**Direction:**
Write out, character for character, the line containing "For every instance of the large" and all lines after it up to the end of the listing.

— START Record list —

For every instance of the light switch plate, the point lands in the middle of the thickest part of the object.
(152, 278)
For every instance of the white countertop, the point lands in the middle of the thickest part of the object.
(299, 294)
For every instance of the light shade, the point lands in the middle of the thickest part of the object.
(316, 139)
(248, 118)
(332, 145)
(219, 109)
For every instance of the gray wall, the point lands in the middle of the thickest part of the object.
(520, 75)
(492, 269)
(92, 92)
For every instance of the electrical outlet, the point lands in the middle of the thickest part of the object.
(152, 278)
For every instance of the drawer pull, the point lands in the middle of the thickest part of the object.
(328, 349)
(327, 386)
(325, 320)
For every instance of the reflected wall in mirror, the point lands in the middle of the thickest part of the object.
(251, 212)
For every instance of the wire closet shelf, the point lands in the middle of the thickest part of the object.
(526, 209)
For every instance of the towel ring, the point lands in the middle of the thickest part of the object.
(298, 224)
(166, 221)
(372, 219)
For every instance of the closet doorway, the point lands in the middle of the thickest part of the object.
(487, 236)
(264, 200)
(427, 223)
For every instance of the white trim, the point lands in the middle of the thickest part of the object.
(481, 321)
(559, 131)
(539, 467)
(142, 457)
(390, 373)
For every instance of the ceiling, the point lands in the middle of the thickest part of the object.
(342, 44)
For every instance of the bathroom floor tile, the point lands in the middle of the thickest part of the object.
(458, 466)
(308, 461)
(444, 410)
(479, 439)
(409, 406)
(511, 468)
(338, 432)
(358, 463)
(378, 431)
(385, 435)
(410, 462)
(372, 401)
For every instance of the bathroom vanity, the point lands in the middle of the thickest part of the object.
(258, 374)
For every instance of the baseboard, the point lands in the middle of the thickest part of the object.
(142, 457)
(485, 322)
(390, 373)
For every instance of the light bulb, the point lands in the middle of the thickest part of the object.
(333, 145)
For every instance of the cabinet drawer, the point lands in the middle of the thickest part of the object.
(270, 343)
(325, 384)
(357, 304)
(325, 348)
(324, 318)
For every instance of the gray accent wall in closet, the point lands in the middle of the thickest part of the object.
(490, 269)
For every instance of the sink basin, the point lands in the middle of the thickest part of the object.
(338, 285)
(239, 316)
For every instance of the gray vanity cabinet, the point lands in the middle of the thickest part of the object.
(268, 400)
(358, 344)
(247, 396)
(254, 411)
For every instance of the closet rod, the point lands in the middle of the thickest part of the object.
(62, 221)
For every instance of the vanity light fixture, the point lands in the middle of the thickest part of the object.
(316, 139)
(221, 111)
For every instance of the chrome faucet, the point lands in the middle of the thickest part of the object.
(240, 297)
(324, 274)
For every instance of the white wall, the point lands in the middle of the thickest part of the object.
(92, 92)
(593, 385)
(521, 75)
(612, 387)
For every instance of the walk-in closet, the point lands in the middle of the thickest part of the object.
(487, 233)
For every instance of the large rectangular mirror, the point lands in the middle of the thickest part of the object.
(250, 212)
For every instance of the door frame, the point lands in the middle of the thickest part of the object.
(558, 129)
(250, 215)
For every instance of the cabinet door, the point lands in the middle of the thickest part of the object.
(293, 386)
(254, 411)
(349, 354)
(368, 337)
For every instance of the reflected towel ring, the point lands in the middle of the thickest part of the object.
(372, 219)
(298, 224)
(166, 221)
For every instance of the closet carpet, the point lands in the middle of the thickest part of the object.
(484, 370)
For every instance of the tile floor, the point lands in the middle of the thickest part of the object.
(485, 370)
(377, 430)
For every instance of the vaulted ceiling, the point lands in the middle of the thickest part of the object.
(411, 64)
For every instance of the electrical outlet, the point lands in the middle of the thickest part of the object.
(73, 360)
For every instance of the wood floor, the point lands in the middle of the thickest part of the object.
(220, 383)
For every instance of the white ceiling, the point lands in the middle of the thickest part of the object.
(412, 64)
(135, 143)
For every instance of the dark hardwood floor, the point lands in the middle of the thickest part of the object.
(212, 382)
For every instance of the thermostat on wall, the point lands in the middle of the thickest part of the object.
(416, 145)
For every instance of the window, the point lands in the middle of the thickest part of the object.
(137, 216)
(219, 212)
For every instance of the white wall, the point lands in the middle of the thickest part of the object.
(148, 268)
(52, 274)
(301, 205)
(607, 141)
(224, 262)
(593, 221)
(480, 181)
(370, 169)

— END Record list —

**Result:**
For every instance of the large rectangular mirror, the point lands in the middle of the thickest part of the object.
(250, 212)
For every instance of the door frame, the point lands in the middle of the thickest part of the object.
(558, 129)
(250, 215)
For every instance of the cabinet door, the point lands in the middle of the thickest part of the object.
(293, 386)
(254, 411)
(349, 354)
(368, 337)
For every instance of the reflected towel ring, the point lands in the middle of the thickest part of the object.
(372, 219)
(298, 224)
(166, 221)
For every instance of the closet carpet, the point lands in the middle of the thickest part of the object.
(484, 370)
For every instance of the tile floor, the point lands in the middle of the thickest part of the object.
(485, 370)
(377, 430)
For every instance of the vaulted ceiling, the point lands in the middle of the thickest part of the object.
(411, 64)
For every instance of the electrical outlet, the point lands in the middle of the thickest part of the object.
(73, 360)
For every instance of the wood floor, the point lands in the middle of the thickest part of the object.
(220, 383)
For every instance of the white ceiling, the point lands in the middle of the thickest part of the object.
(412, 64)
(135, 143)
For every instance of the dark hardwood floor, the point lands in the middle of the thickest part of the object.
(212, 382)
For every instance of the thermostat on wall, the point lands in the middle of the thickest part of the object.
(416, 145)
For every instance of the window, the point lands in the middle of the thickest part of the object.
(137, 216)
(219, 212)
For every instance of the white wall, the point lands in the middle of the thickest part of the object.
(148, 268)
(52, 274)
(301, 205)
(607, 141)
(224, 262)
(593, 221)
(480, 181)
(370, 169)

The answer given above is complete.